:: Given data ::

┌──

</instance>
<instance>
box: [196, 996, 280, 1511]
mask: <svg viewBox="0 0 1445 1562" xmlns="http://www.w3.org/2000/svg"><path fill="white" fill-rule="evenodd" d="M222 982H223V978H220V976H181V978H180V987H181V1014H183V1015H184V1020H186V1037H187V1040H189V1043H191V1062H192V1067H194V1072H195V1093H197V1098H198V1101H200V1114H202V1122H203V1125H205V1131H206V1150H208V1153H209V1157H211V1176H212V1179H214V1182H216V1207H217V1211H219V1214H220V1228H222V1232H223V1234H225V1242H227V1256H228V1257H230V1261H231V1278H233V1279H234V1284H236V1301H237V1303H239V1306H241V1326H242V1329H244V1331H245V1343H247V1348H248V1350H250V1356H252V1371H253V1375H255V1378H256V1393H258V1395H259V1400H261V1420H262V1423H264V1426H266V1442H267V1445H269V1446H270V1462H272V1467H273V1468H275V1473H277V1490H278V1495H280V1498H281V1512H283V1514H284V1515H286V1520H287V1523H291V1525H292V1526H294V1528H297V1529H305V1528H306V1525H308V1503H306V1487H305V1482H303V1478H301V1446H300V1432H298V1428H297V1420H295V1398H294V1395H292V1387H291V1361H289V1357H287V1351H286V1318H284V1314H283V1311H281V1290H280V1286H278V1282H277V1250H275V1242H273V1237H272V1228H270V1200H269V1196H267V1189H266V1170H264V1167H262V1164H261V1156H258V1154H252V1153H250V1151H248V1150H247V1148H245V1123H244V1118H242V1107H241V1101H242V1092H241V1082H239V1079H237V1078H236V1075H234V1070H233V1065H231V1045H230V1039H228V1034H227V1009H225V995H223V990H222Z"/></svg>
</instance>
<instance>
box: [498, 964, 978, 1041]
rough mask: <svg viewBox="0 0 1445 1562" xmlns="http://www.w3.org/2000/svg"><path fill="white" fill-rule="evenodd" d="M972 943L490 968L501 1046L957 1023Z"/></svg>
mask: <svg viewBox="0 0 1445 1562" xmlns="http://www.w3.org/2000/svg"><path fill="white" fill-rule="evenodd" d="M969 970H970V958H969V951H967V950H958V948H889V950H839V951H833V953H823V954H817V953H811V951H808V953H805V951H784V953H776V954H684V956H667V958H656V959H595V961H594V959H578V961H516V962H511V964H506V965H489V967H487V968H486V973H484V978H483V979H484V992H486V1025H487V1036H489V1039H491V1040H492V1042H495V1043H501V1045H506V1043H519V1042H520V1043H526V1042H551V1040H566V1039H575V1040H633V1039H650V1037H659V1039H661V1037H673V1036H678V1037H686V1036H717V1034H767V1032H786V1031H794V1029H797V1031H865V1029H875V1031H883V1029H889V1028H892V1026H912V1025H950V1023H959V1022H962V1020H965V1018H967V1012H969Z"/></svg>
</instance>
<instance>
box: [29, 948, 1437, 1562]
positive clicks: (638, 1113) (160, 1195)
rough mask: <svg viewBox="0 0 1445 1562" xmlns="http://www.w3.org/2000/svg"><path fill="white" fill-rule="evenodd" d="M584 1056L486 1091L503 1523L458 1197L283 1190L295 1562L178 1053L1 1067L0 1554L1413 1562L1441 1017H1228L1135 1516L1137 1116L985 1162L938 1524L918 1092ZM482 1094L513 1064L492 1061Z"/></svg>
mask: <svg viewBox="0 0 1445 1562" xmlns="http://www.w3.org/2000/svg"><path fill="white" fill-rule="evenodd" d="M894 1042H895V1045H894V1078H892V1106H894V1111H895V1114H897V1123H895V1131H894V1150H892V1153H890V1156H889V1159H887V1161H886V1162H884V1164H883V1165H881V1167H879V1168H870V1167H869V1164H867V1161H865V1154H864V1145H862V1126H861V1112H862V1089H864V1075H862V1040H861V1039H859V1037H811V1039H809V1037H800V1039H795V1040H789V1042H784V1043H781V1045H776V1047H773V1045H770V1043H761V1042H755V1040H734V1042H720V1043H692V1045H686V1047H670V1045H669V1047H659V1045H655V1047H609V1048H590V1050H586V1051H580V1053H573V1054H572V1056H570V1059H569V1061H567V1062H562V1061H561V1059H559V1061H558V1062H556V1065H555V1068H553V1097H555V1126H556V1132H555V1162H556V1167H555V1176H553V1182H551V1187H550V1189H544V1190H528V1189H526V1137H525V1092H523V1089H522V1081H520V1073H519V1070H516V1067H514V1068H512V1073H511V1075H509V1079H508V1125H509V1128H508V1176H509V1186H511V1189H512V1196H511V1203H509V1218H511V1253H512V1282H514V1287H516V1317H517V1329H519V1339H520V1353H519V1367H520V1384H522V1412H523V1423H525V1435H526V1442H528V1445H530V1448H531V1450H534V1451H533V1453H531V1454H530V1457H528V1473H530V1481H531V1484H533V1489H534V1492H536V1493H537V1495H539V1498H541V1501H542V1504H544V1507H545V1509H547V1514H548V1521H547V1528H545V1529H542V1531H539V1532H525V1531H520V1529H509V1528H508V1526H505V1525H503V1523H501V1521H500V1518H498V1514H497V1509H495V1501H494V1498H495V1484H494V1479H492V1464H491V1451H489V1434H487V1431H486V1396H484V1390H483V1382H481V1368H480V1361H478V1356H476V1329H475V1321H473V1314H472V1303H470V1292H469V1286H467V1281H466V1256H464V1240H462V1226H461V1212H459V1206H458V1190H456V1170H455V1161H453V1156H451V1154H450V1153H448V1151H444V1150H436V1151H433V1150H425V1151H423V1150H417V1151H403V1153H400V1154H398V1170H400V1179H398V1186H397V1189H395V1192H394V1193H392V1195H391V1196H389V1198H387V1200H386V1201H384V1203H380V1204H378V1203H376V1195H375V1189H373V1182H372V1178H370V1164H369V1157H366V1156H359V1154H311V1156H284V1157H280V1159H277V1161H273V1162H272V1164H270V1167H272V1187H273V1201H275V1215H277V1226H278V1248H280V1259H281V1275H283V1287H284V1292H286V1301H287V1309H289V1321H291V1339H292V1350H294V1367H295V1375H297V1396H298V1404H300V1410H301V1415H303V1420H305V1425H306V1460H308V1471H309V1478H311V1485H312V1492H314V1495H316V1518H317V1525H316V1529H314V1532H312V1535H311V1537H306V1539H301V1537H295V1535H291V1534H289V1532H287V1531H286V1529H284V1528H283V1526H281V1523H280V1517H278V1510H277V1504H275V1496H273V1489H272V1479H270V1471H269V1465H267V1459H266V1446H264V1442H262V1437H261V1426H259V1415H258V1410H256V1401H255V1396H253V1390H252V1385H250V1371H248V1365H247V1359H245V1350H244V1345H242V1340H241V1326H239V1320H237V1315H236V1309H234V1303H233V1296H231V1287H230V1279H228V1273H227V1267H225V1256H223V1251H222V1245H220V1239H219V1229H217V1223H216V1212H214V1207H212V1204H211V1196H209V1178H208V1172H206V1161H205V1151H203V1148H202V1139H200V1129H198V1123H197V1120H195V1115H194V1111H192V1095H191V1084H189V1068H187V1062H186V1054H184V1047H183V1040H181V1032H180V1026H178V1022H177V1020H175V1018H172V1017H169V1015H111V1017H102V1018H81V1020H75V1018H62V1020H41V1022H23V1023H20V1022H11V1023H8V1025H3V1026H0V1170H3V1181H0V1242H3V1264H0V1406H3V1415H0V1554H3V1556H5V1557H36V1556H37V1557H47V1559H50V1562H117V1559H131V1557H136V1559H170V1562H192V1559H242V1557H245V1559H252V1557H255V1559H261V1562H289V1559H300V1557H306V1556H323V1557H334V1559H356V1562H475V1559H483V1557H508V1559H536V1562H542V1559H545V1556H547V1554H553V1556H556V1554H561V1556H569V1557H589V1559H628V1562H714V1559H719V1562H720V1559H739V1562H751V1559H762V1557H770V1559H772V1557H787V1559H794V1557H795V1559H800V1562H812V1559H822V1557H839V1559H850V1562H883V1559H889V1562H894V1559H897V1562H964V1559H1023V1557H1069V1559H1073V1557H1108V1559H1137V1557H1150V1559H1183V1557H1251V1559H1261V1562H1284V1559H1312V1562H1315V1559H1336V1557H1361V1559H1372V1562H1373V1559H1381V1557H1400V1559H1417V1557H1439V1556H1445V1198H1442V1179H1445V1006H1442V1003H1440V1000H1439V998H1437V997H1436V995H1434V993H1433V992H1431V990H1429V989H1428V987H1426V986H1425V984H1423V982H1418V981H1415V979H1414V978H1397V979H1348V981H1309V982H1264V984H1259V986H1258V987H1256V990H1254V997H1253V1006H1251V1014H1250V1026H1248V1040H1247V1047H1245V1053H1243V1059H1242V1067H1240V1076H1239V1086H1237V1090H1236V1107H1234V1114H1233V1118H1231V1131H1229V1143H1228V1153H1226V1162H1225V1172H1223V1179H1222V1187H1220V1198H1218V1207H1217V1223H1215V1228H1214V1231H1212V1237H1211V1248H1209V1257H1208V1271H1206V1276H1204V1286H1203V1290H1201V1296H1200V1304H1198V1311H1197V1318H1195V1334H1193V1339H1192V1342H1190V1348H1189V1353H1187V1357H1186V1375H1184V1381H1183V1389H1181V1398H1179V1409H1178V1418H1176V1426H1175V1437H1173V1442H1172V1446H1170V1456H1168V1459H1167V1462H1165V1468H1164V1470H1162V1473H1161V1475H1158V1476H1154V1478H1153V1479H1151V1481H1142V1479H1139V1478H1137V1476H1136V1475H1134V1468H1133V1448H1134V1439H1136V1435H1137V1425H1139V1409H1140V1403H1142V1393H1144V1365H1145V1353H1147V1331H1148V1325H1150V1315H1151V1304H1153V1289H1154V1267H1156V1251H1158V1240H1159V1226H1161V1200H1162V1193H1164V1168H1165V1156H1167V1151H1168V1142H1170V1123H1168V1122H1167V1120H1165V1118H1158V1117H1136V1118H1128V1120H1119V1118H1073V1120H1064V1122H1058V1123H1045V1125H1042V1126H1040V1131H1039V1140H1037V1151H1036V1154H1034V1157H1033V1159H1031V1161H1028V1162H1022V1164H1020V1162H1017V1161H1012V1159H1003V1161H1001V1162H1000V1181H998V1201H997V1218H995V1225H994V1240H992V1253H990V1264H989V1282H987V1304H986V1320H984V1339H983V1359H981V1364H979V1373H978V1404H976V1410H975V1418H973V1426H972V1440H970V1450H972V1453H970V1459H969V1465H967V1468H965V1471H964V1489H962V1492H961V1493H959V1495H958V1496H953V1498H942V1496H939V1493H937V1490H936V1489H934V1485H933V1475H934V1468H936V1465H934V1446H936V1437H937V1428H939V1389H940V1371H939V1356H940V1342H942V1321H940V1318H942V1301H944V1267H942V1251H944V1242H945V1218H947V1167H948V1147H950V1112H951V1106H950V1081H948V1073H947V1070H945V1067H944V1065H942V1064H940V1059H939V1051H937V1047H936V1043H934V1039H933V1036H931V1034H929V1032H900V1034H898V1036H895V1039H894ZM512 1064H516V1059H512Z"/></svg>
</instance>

└──

:: Your goal ::
Repeat the entries word for word from the start through the line containing "943L490 968L501 1046L957".

:: Reply to the exercise ::
</instance>
<instance>
box: [196, 996, 280, 1511]
mask: <svg viewBox="0 0 1445 1562" xmlns="http://www.w3.org/2000/svg"><path fill="white" fill-rule="evenodd" d="M222 982H223V978H220V976H181V978H180V987H181V1014H183V1015H184V1020H186V1037H187V1040H189V1043H191V1062H192V1067H194V1072H195V1093H197V1098H198V1101H200V1114H202V1122H203V1125H205V1131H206V1150H208V1153H209V1157H211V1176H212V1179H214V1182H216V1207H217V1211H219V1214H220V1228H222V1232H223V1234H225V1242H227V1256H228V1257H230V1261H231V1278H233V1279H234V1284H236V1301H237V1303H239V1306H241V1326H242V1329H244V1331H245V1343H247V1348H248V1350H250V1356H252V1371H253V1375H255V1378H256V1393H258V1395H259V1400H261V1420H262V1423H264V1426H266V1442H267V1445H269V1446H270V1462H272V1467H273V1468H275V1473H277V1490H278V1495H280V1498H281V1512H283V1514H284V1515H286V1520H287V1523H291V1525H292V1526H294V1528H297V1529H305V1528H306V1525H308V1503H306V1487H305V1482H303V1478H301V1446H300V1432H298V1428H297V1420H295V1398H294V1395H292V1387H291V1361H289V1357H287V1351H286V1318H284V1314H283V1311H281V1290H280V1286H278V1282H277V1250H275V1242H273V1237H272V1228H270V1200H269V1196H267V1189H266V1170H264V1167H262V1164H261V1156H258V1154H252V1153H250V1151H248V1150H247V1148H245V1123H244V1118H242V1107H241V1101H242V1092H241V1082H239V1079H237V1078H236V1075H234V1070H233V1065H231V1045H230V1039H228V1034H227V1009H225V995H223V990H222Z"/></svg>
</instance>
<instance>
box: [498, 964, 978, 1041]
rough mask: <svg viewBox="0 0 1445 1562" xmlns="http://www.w3.org/2000/svg"><path fill="white" fill-rule="evenodd" d="M972 943L490 968L501 1046L957 1023Z"/></svg>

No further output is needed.